__WORK TO COMPLETE__. Return every line of the records that contains the word "black".

(Data pulled from a collection)
[start]

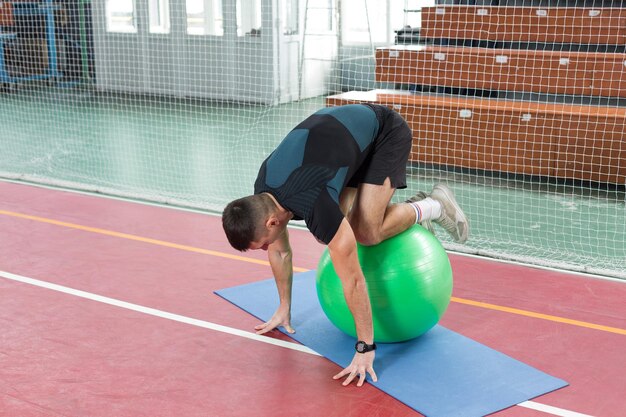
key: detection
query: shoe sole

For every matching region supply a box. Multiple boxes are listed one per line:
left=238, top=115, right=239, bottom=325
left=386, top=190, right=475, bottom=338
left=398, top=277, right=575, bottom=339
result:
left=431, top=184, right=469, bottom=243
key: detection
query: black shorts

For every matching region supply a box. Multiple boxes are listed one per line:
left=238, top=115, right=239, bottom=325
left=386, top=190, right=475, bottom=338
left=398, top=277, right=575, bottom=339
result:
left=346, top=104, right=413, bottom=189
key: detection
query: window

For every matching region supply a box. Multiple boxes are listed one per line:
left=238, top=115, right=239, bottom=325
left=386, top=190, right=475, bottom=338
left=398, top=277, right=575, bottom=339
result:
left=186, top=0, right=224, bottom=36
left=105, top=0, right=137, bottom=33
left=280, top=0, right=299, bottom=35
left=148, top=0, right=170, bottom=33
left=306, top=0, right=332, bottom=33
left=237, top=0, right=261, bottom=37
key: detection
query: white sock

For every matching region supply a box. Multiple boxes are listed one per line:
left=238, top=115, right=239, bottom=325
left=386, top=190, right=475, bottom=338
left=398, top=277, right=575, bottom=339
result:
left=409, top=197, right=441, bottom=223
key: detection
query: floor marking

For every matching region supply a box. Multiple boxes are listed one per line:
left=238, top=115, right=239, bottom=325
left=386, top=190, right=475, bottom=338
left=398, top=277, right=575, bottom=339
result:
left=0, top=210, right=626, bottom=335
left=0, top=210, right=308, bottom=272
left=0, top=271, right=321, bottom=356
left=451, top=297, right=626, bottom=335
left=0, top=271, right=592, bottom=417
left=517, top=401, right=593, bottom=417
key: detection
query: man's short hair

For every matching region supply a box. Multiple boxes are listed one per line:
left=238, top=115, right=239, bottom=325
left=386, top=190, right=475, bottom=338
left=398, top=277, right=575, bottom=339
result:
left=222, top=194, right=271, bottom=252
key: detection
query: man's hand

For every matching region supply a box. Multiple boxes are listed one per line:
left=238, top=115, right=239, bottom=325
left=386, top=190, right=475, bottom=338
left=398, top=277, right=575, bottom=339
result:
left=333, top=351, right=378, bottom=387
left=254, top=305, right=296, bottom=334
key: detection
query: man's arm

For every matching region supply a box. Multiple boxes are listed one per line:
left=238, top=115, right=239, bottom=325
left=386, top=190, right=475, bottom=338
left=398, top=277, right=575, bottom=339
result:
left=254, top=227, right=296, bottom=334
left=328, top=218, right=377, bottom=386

[end]
[start]

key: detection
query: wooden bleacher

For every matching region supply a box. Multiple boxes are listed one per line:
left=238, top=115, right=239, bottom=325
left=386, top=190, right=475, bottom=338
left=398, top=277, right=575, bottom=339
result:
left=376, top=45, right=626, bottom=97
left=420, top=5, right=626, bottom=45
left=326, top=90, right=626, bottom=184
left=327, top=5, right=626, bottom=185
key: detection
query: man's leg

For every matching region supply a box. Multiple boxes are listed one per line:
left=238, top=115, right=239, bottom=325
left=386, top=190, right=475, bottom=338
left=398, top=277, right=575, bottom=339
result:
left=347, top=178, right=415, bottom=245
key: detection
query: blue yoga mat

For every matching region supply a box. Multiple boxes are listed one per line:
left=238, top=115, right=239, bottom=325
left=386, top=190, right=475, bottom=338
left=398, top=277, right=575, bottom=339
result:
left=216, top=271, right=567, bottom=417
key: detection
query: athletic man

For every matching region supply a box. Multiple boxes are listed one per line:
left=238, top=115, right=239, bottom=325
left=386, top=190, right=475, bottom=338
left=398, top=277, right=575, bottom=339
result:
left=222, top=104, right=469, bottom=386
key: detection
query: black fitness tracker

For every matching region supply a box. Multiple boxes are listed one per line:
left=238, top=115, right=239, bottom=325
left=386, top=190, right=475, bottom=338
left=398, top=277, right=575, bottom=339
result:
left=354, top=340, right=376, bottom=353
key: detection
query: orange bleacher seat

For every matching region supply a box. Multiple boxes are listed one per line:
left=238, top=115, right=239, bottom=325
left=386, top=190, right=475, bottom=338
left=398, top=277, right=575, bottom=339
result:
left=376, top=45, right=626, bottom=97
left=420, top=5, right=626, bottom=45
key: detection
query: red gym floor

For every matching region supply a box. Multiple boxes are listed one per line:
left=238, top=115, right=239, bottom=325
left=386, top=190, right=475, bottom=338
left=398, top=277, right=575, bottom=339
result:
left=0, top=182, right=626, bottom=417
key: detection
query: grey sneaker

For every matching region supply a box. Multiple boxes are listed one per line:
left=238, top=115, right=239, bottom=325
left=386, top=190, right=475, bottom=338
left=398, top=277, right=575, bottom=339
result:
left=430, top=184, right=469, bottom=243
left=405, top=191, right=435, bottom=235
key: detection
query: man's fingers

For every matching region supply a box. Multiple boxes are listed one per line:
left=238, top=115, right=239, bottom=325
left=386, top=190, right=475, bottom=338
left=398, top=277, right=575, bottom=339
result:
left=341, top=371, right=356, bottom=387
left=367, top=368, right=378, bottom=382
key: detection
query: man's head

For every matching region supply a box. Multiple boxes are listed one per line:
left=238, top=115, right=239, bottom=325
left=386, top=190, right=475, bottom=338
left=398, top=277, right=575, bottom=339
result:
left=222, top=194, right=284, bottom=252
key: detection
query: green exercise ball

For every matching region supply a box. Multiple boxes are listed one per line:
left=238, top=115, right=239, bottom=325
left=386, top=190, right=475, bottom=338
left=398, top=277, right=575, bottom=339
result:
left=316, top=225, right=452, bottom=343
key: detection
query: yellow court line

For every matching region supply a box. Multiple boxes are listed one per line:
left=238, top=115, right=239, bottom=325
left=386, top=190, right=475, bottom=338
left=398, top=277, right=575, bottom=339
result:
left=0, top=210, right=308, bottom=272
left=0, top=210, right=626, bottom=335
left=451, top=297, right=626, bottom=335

[end]

__SOLUTION TO THE PROBLEM__.
query: black shorts
query: black fitness tracker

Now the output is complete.